◆ **Directions**: Reproduce the listing below line for line, without altering a single character.

◆ **Available data**:
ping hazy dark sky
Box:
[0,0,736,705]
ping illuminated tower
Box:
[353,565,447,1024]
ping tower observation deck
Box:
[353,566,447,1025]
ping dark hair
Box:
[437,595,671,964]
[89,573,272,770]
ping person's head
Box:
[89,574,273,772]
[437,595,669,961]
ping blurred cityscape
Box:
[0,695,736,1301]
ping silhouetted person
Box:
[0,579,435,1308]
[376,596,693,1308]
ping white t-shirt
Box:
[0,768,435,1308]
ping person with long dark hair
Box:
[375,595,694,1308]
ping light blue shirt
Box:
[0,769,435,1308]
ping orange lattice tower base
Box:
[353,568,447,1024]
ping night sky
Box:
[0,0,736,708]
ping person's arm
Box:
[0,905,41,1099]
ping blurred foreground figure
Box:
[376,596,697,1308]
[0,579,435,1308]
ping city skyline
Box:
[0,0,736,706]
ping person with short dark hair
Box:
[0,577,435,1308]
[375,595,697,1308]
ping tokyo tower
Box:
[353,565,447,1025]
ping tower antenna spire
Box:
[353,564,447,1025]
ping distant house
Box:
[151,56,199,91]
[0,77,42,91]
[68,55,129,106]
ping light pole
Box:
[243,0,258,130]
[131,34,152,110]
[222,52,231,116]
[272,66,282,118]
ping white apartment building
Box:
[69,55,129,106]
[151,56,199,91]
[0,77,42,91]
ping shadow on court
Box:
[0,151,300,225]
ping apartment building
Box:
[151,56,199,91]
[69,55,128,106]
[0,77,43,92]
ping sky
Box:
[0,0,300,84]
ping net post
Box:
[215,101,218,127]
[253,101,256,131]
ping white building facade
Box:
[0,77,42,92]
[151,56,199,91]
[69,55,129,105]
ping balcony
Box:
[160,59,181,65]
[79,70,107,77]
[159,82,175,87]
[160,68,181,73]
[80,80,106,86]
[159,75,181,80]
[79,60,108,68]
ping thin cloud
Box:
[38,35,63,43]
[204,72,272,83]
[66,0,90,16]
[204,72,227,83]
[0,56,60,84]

◆ **Exercise response**:
ping hazy dark sky
Box:
[0,0,736,705]
ping illuminated tower
Box:
[353,565,447,1024]
ping tower observation deck
Box:
[353,566,447,1025]
ping dark hair
Box:
[437,595,671,964]
[89,573,272,770]
ping person's head
Box:
[89,574,273,772]
[437,595,669,961]
ping blurred cityscape
Box:
[0,695,736,1301]
ping silhouetted person
Box:
[0,579,435,1308]
[376,596,693,1308]
ping white t-shirt
Box:
[0,768,435,1308]
ping person with long dark hair
Box:
[375,595,694,1308]
ping light blue shirt
Box:
[0,769,435,1308]
ping orange lattice tower base
Box:
[353,568,447,1024]
ping night sky
Box:
[0,0,736,708]
ping person's arm
Box:
[0,905,41,1099]
ping blurred foreground figure
Box:
[376,596,697,1308]
[0,579,435,1308]
ping city skyline
Box:
[0,0,736,706]
ping person with short dark hair
Box:
[0,577,435,1308]
[375,595,697,1308]
ping tokyo tower
Box:
[353,565,447,1025]
ping tower antenna spire
Box:
[353,564,447,1025]
ping distant house
Box:
[151,56,199,91]
[0,77,42,91]
[68,55,129,106]
ping light pole
Box:
[243,0,258,130]
[131,34,152,110]
[222,52,231,116]
[272,66,282,118]
ping white apartment building
Box:
[69,55,129,106]
[151,56,199,91]
[0,77,42,91]
ping shadow on court
Box:
[0,151,300,225]
ping apartment building
Box:
[151,56,199,91]
[69,55,128,106]
[0,77,43,92]
ping sky
Box:
[0,0,300,84]
ping net post
Box:
[215,101,218,127]
[253,101,256,131]
ping white building facade
Box:
[0,77,42,92]
[151,56,199,91]
[69,55,129,105]
ping balcony
Box:
[160,59,181,65]
[79,70,107,77]
[159,82,175,87]
[160,68,181,73]
[80,80,106,86]
[159,75,181,80]
[79,60,108,68]
ping thin cloud
Box:
[38,35,63,43]
[204,72,272,83]
[66,0,90,16]
[204,72,227,83]
[0,56,60,84]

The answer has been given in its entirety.